**Objective:** Rewrite the records below, replacing "split by" with "separated by" throughout and leaving everything else unchanged.

(Dataset rows on where objects appear)
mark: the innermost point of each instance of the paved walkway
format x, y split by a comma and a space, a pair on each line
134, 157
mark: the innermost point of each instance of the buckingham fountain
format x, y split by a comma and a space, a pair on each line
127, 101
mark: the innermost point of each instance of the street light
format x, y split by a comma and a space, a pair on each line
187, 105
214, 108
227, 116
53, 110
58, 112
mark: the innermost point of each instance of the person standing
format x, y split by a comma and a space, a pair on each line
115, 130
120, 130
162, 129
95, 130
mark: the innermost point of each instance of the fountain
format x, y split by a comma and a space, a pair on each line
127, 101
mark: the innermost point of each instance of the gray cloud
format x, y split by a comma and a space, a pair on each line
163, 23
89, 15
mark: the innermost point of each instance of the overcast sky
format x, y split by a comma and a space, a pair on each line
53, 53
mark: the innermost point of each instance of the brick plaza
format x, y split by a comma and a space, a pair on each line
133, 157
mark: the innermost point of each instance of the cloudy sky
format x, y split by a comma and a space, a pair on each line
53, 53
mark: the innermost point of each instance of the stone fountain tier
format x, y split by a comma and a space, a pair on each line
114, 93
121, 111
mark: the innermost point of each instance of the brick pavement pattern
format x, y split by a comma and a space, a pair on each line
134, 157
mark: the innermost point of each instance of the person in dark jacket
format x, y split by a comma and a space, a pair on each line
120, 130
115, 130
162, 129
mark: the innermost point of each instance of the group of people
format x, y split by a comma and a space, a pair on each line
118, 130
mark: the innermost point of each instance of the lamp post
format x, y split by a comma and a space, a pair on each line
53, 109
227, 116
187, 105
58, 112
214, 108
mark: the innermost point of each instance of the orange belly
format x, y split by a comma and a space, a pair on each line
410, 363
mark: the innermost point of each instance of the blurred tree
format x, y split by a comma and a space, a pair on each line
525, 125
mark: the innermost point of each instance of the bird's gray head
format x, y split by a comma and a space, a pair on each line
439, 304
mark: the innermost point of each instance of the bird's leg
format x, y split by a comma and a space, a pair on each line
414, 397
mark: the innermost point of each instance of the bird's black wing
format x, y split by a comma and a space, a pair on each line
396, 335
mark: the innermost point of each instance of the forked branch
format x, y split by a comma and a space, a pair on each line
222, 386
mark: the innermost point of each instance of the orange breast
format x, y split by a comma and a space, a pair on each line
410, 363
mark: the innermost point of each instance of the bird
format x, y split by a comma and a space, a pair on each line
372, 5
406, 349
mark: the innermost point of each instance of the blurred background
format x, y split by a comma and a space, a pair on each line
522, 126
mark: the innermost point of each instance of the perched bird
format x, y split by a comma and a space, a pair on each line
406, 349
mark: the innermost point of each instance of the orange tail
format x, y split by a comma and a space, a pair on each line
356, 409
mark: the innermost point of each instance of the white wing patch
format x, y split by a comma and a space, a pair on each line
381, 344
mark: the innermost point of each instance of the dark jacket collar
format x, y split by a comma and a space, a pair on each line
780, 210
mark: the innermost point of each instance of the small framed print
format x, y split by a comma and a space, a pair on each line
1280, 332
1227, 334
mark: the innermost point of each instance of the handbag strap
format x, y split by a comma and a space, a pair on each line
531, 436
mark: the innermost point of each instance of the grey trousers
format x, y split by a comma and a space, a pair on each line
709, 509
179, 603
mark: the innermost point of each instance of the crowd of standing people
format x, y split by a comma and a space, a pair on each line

**Response below:**
mark: the innermost point of each instance of the paved walkway
format x, y separated by a comma and a space, a pair on each line
134, 157
mark: the innermost point of each instance of the buckingham fountain
format x, y separated by a comma and a space, a pair on each line
127, 101
mark: the innermost point of each instance of the street light
format x, y separated by a comma and a space, a pair on each line
187, 105
214, 108
227, 116
53, 110
58, 112
mark: the innermost point of each instance of the person standing
format x, y separated by a comma and a space, a pair on each line
115, 130
120, 130
162, 129
95, 130
mark: the innermost point of each instance of the fountain
format x, y separated by a comma and a space, a pair on each line
127, 101
mark: the innermost point of each instance of the gray cloud
format x, y separated by a comma and a space, a pair on each line
163, 23
89, 15
mark: the innermost point of each instance of the overcast sky
format x, y separated by a comma and a space, a pair on each line
53, 53
mark: the innermost point of each instance of the brick plaza
format x, y separated by a comma and a space, a pair on each line
133, 157
mark: the innermost point of each instance of the cloudy sky
format x, y separated by a comma and a space, a pair on each line
53, 53
mark: the innermost point of each instance of the stone fountain tier
format x, y separated by a comma and a space, a pair on each line
114, 93
121, 111
mark: the innermost point of each instance of the brick pavement pattern
format x, y separated by a comma and a space, a pair on each line
134, 157
mark: the innermost point of each instance of the person in dark jacket
format x, y separated by a comma and a space, a pair on each line
120, 130
115, 130
162, 129
mark: the innermost point of each instance of the group of people
format x, y separated by a comma and a space, a pair on each line
118, 130
mark: the innermost point of each instance of the lamp post
format x, y separated by a comma and a space, a pair on each line
53, 109
227, 116
187, 105
58, 112
214, 108
mark: the innermost point of each instance of the orange belly
format x, y separated by a comma and a space, a pair on each line
410, 363
mark: the innermost point of each instance of the blurred tree
format x, y separated by a comma and a space, a pair on each line
525, 125
mark: the innermost point of each instance of the bird's gray head
format x, y separated by a comma and a space, a pair on each line
439, 304
mark: the innermost point of each instance of the bird's leg
format x, y separated by a comma and a space, a pair on each line
414, 397
mark: the innermost point of each instance of the bird's black wing
format x, y separated by a comma and a space, a pair on each line
396, 335
mark: the innermost point of each instance of the forked branch
format x, y separated by a comma and a space, a pair on each line
222, 386
mark: the innermost point of each instance of the orange breast
format x, y separated by a comma and a space, a pair on each line
410, 363
mark: the innermost point of each instance of the bird
format x, y separated by a comma and a space, a pair on each line
372, 5
406, 349
mark: the innermost point of each instance of the blurred background
format x, y separated by a comma and a space, a pair on each line
522, 126
mark: the innermost point of each instance of the perched bird
format x, y separated by a comma and a space, a pair on each line
406, 349
mark: the innermost point of each instance of the orange tail
format x, y separated by a comma and a space, a pair on each line
356, 409
mark: the innermost point of each instance of the white wing patch
format x, y separated by a comma and a space, a pair on each line
381, 344
mark: the innermost point of each instance of the dark jacket collar
format x, y separated by a comma and a space, a pair on each line
780, 210
mark: the innermost point of each instance of the small framed print
format x, y separated by a comma and a space, a pair on each line
1280, 332
1227, 334
mark: the innermost point of each instance of the handbag strap
format x, y separated by a comma and a space, a pair on each line
531, 436
mark: the innermost point of each instance of the grey trousers
format x, y separated by a comma and a space, a pair on each line
709, 509
179, 603
mark: the innermost point of each instance of the crowd of standing people
format x, y separated by a comma and a space, a pair on each line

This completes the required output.